**Set exercise:**
Write out precisely the lines beginning with the line that contains "TARGET = stone column" and ending with the last line of the entries, and no other lines.

**Coordinate labeling data:**

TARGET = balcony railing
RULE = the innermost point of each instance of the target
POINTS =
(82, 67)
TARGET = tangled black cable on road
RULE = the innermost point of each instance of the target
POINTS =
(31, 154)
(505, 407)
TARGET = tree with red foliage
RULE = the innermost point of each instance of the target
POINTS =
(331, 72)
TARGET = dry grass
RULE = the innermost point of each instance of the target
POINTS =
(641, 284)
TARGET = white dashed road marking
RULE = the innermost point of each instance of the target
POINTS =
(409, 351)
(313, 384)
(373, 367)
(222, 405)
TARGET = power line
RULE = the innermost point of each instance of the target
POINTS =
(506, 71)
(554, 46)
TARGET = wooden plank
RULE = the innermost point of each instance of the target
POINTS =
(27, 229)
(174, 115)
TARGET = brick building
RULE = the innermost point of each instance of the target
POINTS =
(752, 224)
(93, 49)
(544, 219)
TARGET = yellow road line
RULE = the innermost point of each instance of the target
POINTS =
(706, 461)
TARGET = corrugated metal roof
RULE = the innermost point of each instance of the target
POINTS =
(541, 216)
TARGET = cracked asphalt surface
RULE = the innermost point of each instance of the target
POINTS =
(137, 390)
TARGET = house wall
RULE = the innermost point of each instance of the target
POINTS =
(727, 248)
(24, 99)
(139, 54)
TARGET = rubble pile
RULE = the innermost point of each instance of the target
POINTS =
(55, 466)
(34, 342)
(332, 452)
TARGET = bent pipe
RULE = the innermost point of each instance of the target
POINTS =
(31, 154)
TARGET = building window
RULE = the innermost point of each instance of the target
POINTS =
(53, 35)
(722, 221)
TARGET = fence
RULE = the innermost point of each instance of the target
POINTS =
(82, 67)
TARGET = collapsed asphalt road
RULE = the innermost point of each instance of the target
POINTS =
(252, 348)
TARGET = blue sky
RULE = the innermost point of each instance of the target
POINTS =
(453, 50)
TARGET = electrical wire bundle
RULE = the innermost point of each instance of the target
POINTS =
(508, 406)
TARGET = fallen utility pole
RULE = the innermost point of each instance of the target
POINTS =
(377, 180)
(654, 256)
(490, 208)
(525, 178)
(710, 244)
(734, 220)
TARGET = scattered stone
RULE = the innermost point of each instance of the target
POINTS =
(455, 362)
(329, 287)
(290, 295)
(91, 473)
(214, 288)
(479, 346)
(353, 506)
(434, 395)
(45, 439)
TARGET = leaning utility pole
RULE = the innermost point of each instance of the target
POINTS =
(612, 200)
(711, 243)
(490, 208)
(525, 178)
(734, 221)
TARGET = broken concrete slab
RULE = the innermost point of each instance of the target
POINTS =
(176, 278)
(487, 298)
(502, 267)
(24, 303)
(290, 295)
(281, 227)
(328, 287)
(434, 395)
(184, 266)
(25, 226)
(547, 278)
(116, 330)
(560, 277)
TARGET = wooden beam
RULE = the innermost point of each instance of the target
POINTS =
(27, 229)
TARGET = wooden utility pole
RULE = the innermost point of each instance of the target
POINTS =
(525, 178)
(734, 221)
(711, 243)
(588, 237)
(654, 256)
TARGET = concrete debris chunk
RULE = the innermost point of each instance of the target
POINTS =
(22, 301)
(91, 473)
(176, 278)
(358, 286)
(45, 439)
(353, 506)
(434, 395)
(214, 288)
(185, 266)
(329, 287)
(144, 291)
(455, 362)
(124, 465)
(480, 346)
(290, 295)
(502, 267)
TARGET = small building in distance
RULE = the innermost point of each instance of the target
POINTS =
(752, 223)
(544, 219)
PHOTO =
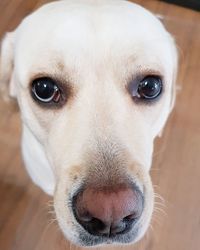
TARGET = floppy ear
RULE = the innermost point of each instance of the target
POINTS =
(7, 87)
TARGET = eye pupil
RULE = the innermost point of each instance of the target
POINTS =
(45, 90)
(150, 87)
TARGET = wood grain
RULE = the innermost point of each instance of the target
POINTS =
(25, 223)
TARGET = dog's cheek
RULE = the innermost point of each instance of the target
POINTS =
(63, 210)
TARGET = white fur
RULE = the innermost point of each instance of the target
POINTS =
(101, 45)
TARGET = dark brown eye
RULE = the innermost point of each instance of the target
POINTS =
(46, 90)
(149, 88)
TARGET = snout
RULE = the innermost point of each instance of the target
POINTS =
(108, 211)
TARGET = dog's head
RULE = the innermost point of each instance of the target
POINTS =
(95, 84)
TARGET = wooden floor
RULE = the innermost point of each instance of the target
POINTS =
(25, 223)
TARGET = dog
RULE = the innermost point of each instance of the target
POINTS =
(95, 84)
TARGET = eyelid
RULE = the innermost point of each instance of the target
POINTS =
(132, 87)
(66, 89)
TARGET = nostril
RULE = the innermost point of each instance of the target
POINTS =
(131, 218)
(107, 212)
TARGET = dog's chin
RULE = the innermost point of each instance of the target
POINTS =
(80, 237)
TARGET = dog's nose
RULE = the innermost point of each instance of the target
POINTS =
(108, 212)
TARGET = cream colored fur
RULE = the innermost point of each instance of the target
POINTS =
(97, 46)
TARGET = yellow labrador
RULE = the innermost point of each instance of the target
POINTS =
(94, 80)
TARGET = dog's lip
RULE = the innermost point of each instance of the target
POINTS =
(86, 239)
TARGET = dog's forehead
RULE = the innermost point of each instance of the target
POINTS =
(75, 33)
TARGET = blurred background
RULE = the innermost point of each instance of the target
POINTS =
(26, 221)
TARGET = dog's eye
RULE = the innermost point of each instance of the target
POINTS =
(149, 88)
(45, 90)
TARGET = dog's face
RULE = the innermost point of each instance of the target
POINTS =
(94, 82)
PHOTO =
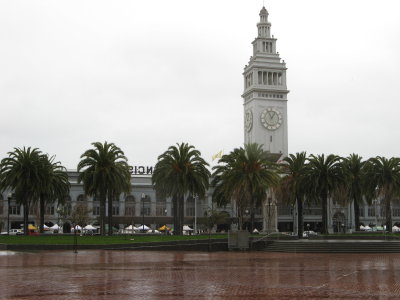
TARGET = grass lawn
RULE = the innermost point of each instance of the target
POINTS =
(99, 240)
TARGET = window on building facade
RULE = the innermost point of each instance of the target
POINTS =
(249, 80)
(145, 207)
(361, 211)
(33, 209)
(371, 211)
(15, 210)
(190, 209)
(130, 198)
(49, 210)
(66, 209)
(115, 211)
(96, 210)
(129, 211)
(81, 197)
(285, 210)
(161, 207)
(312, 211)
(396, 212)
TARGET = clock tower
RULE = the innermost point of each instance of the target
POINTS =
(265, 93)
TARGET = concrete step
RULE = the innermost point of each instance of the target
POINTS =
(332, 246)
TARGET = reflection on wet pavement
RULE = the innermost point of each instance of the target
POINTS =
(120, 275)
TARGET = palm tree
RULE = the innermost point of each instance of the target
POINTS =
(243, 177)
(323, 177)
(55, 185)
(104, 172)
(353, 168)
(21, 173)
(383, 182)
(291, 189)
(180, 171)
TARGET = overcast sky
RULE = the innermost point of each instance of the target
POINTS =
(148, 74)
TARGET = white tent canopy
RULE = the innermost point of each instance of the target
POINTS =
(55, 227)
(89, 227)
(142, 227)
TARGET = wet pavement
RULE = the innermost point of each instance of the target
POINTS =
(120, 275)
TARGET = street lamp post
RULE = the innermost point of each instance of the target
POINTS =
(143, 198)
(8, 213)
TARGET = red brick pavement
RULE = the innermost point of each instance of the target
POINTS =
(121, 275)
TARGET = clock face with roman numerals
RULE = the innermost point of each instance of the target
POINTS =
(271, 118)
(248, 120)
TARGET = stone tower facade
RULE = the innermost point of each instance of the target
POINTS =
(265, 105)
(265, 93)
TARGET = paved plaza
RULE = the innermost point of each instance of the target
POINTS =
(120, 275)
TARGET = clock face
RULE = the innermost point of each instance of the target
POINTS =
(248, 120)
(271, 118)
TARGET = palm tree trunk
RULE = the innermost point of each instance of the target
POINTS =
(102, 213)
(356, 214)
(175, 212)
(180, 215)
(324, 200)
(110, 199)
(388, 211)
(252, 219)
(41, 212)
(26, 216)
(300, 221)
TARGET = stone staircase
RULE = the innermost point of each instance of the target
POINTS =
(330, 246)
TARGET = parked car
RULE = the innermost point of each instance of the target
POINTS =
(308, 233)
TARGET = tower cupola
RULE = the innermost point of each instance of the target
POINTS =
(264, 27)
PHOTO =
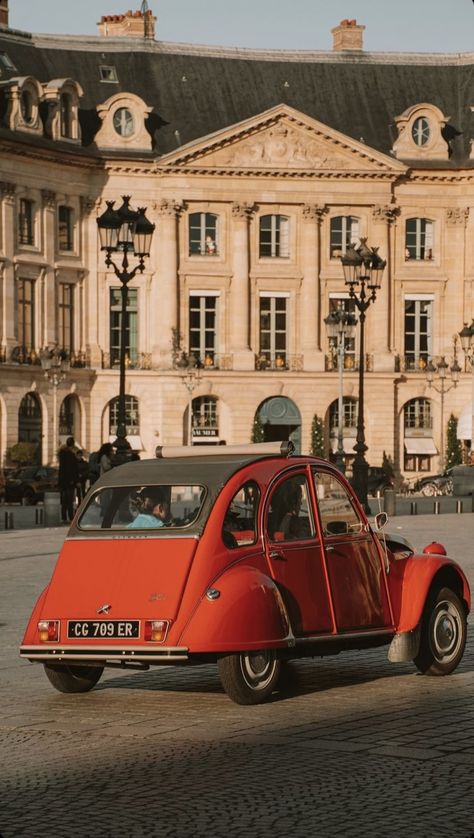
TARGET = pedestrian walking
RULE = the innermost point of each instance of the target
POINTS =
(68, 479)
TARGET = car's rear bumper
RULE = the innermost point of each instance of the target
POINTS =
(114, 654)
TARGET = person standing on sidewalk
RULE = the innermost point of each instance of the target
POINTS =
(68, 479)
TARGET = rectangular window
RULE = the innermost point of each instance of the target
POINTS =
(275, 236)
(419, 239)
(26, 233)
(273, 333)
(25, 314)
(131, 327)
(344, 230)
(418, 327)
(65, 228)
(202, 328)
(66, 316)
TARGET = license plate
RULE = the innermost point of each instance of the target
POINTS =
(91, 629)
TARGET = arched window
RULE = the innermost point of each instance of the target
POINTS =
(344, 230)
(203, 234)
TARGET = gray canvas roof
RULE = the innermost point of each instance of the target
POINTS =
(197, 91)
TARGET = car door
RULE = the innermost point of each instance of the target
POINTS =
(295, 555)
(355, 569)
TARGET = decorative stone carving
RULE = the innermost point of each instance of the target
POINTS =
(457, 216)
(386, 213)
(243, 211)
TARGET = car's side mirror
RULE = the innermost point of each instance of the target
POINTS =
(380, 520)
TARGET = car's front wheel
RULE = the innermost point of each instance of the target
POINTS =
(250, 677)
(73, 679)
(443, 633)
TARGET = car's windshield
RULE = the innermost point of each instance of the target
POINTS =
(143, 507)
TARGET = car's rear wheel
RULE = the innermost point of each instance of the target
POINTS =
(249, 677)
(73, 679)
(429, 490)
(443, 633)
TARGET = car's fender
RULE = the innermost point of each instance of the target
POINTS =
(31, 632)
(243, 610)
(411, 580)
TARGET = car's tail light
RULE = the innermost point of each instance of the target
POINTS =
(48, 630)
(156, 630)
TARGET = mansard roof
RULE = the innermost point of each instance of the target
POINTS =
(196, 91)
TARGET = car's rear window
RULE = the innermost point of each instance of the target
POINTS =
(138, 508)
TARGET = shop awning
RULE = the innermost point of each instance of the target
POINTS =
(464, 429)
(420, 445)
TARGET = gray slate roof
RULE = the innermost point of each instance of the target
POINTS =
(197, 91)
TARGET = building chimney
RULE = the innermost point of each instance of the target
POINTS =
(348, 35)
(3, 12)
(139, 24)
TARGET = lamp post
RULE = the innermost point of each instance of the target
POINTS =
(124, 231)
(55, 364)
(440, 368)
(191, 377)
(340, 326)
(363, 269)
(467, 343)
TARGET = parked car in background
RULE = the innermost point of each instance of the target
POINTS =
(28, 484)
(242, 556)
(435, 484)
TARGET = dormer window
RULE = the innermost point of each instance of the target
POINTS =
(108, 73)
(124, 123)
(421, 131)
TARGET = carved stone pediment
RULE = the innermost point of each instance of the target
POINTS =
(280, 140)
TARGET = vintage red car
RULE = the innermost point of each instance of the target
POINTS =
(243, 556)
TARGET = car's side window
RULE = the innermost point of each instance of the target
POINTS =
(240, 521)
(337, 512)
(289, 513)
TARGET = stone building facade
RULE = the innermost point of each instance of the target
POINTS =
(258, 169)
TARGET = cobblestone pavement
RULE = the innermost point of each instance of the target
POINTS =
(355, 747)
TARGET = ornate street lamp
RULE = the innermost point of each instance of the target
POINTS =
(363, 269)
(467, 343)
(439, 369)
(340, 327)
(55, 364)
(124, 231)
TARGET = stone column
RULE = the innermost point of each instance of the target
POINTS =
(164, 283)
(92, 311)
(7, 301)
(381, 318)
(239, 315)
(310, 301)
(47, 331)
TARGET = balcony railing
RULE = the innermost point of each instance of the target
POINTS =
(24, 355)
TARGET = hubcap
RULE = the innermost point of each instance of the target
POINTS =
(258, 669)
(446, 631)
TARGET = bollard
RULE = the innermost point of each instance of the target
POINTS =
(51, 509)
(390, 502)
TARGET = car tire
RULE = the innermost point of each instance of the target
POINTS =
(73, 679)
(250, 677)
(28, 498)
(443, 633)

**The response:**
TARGET = stone column
RULE = the innermost point of each instance of the target
POINTS =
(164, 283)
(92, 311)
(7, 301)
(381, 318)
(239, 315)
(310, 301)
(47, 331)
TARGET = balcony railing
RULE = the innermost point of each instance of the target
POINTS =
(24, 355)
TARGET = hubcap
RULE = the innermost point of each instance of the target
POINTS =
(258, 669)
(446, 631)
TARGET = bollard
RULE = the innermost point of each instance of the target
POINTS =
(51, 509)
(390, 502)
TARGET = car tire
RULE = the innermost point of each instance of the target
POINTS =
(73, 679)
(250, 677)
(28, 498)
(443, 633)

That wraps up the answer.